Instructions to follow:
The reply should give back every entry exactly as written.

Records for processing:
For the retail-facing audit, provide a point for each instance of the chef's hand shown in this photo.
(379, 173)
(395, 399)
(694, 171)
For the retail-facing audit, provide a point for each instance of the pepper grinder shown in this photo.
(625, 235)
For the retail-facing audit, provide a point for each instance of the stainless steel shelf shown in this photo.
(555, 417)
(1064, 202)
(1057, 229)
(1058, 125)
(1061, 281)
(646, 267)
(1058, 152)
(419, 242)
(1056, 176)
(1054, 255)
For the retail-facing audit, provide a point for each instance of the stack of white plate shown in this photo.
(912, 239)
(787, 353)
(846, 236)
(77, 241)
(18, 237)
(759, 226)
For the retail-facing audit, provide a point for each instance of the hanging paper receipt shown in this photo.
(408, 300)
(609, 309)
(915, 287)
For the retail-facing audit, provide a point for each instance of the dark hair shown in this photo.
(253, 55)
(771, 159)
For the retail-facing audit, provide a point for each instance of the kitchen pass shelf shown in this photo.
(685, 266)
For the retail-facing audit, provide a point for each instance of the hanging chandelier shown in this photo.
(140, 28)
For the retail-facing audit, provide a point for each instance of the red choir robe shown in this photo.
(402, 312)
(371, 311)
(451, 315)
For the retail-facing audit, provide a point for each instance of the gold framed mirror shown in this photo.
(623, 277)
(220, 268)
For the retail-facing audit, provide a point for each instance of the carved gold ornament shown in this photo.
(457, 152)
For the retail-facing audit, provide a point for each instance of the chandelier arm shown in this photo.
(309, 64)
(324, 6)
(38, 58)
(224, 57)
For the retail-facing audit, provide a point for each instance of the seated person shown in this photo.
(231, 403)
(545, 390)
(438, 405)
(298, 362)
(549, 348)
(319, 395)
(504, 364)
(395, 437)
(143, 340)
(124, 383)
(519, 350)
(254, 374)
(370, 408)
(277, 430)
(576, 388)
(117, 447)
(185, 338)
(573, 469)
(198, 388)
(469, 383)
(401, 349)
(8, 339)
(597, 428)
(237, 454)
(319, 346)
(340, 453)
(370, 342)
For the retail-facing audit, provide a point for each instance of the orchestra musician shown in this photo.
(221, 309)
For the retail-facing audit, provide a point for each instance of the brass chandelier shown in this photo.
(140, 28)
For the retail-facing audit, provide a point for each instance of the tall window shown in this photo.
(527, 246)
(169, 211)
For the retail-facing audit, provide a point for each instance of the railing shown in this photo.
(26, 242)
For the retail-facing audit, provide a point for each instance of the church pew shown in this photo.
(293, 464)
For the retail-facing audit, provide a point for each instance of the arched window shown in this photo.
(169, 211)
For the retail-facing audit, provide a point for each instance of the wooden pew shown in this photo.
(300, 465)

Worked solution:
For the retail-facing audit, provide a point for each instance of the chef's hand shown in this photo.
(379, 173)
(395, 399)
(694, 171)
For the retail-facing audit, provide a point for each instance of the pepper grinder shown in this photo.
(625, 235)
For the retail-facing audit, provide a point for each instance of the stainless steel shelf shown in this photo.
(555, 417)
(1064, 202)
(1057, 229)
(1058, 125)
(1061, 281)
(646, 267)
(1058, 152)
(419, 242)
(1056, 176)
(1054, 255)
For the retail-facing audit, provide a point for each instance of the stack of white plate shown in this photo.
(912, 239)
(787, 353)
(846, 236)
(77, 241)
(18, 237)
(759, 226)
For the retail-facing audit, provide a point for each instance of the hanging paper receipt shown in this photo.
(408, 300)
(609, 309)
(915, 287)
For the retail-facing audit, provide a point for each instance of the dark hair shown in this photo.
(253, 55)
(771, 159)
For the retail-facing audit, provide a point for each instance of the kitchen pass shelf shown in this photo.
(685, 266)
For the retail-facing audit, provide a point for each instance of the hanging chandelier shown in this photo.
(140, 28)
For the retail-facing audit, provide a point for each instance of the red choir robe shown in this photo.
(402, 312)
(371, 311)
(451, 315)
For the retail-facing audit, provide a point for each instance of the gold framed mirror shown in this photo.
(623, 277)
(220, 268)
For the retail-facing audit, provide a point for each instance of the carved gold ornament shown in this photo.
(457, 152)
For the retail-facing audit, provide a point for each instance of the chandelier arm shown in this photo.
(309, 64)
(324, 6)
(38, 58)
(224, 57)
For the retail-facing audit, provide a point for each instance of the seated person shown in this photo.
(231, 403)
(545, 390)
(438, 405)
(298, 362)
(549, 348)
(319, 395)
(504, 364)
(395, 437)
(143, 340)
(124, 383)
(519, 350)
(254, 374)
(370, 408)
(277, 430)
(576, 388)
(117, 447)
(185, 338)
(573, 469)
(198, 388)
(469, 383)
(401, 349)
(8, 339)
(597, 428)
(237, 454)
(319, 346)
(340, 453)
(370, 342)
For the retail-facing audit, provide a point for each instance of the orchestra musician shown in this photo.
(221, 309)
For the retail-facing audit, provide a point for each instance of the brass chandelier shown in this photo.
(140, 28)
For the retail-facing audit, provide a point for each instance of the tall window shown in this photo.
(527, 246)
(169, 211)
For the retail-facing audit, provide a point for each instance of the railing shown in this photo.
(26, 242)
For the retail-facing audit, provide a point for each instance of the church pew shown in this photo.
(293, 464)
For the retail-facing audit, provide a point for each instance of the arched window shown in this photo.
(169, 211)
For the retail-facing audit, provide a point for each instance of the wooden pew shown in this photo.
(300, 465)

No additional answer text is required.